■ **Extracted information**:
———

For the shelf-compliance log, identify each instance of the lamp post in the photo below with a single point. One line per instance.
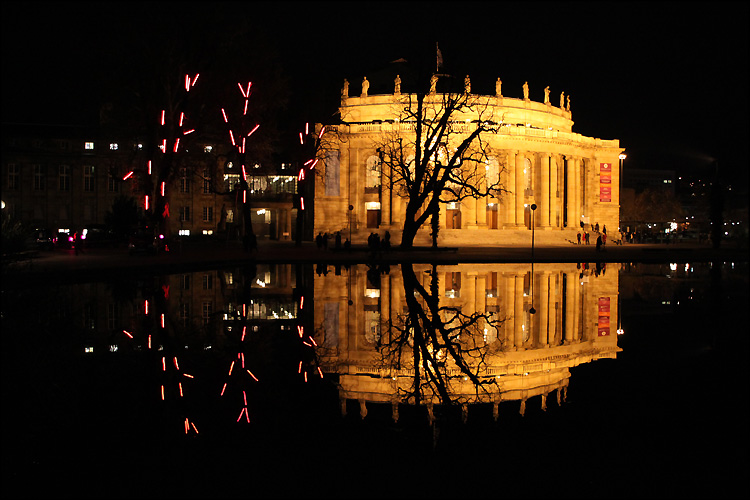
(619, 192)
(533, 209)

———

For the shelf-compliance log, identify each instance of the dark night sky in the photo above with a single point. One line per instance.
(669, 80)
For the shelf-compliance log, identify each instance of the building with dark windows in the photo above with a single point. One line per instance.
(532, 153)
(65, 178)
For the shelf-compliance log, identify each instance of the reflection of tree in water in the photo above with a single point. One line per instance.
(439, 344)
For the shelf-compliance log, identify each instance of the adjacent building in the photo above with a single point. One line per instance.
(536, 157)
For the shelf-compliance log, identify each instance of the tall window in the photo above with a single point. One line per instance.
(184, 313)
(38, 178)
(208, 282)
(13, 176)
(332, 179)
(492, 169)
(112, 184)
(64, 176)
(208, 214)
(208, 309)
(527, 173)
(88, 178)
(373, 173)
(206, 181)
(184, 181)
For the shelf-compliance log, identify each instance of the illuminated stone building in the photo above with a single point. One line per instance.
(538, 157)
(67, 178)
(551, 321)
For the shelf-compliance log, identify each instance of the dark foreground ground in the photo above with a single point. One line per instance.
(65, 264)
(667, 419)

———

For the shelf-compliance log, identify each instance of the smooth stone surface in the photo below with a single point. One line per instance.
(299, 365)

———

■ **Stated problem**: State how many lines in the entries above contain the word "stone". Reply with the number only.

■ **Answer**: 2